To-do list —
1. In the thread on rescue dog adoption, reproduce the passage that begins at the words "But surely it's" and stops after "(Jul 25, 2011)", replacing "eight months" with "ten months".
2. In the thread on rescue dog adoption, which organization came, looked, and put rona on its list?

Text to read —
* Start *

But have you tried Retired Greyhound Trust? They homed to me, I live in rented accomodation and have 3 children (8, 5, 4). Especially as you mentioned a lurcher, worth a try


----------



## SLB (Apr 25, 2011)

Turned down because I had an entire dog and was adopting a neutered dog. 

Told them that if they needed proof that Lou was entirely fine with other dogs then I would get recommendation from our trainer/behaviourist.


----------



## rona (Aug 18, 2011)

I was for mentioning that I may use a day kennel at work. 
Would have been ok apparently to have left the dog at home alone for up to 6 hours, but take it somewhere it would have stimulation and contact with humans every couple of hours was a no no because of the kennel 

Have to say Golden Retriever Rescue came and looked and put me on their list :thumbsup:


----------



## Owned By A Yellow Lab (May 16, 2012)

But surely it's reasonable for a rescue to turn down someone who works full time *if* they know that a lot of dogs end up in rescue *because* the original owners worked full time...?

I find it interesting that we all support breeders who are very selective about where their dogs go, yet rescues get heavily criticised for just trying to ensure a dog doesn't bounce back!

And really, if someone is determined to rescue, they *will* find the right dog/right rescue etc. It took me eight months but I knew it was what I really wanted to do even though often the waiting was hard.


----------



## pogo (Jul 25, 2011)

my local rspca apparently won't rehome to anyone under 25 so we looked else where, but technically no we haven't been turned down as we got chance without any fuss 

i will add we have an entire dog when going round rescues and it never really came up, we wanted another male anyway but weren't turned down 'cos i wouldn't neuter harvey


----------



## HeatherAnn (Jan 31, 2013)

* End *

Recorded information —
* Start *

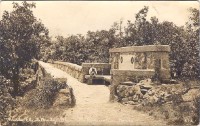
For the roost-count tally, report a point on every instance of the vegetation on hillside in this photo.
(94, 47)
(24, 38)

* End *

Problem solutions —
1.
But surely it's reasonable for a rescue to turn down someone who works full time *if* they know that a lot of dogs end up in rescue *because* the original owners worked full time...?

I find it interesting that we all support breeders who are very selective about where their dogs go, yet rescues get heavily criticised for just trying to ensure a dog doesn't bounce back!

And really, if someone is determined to rescue, they *will* find the right dog/right rescue etc. It took me ten months but I knew it was what I really wanted to do even though often the waiting was hard.


----------



## pogo (Jul 25, 2011)

2. Golden Retriever Rescue.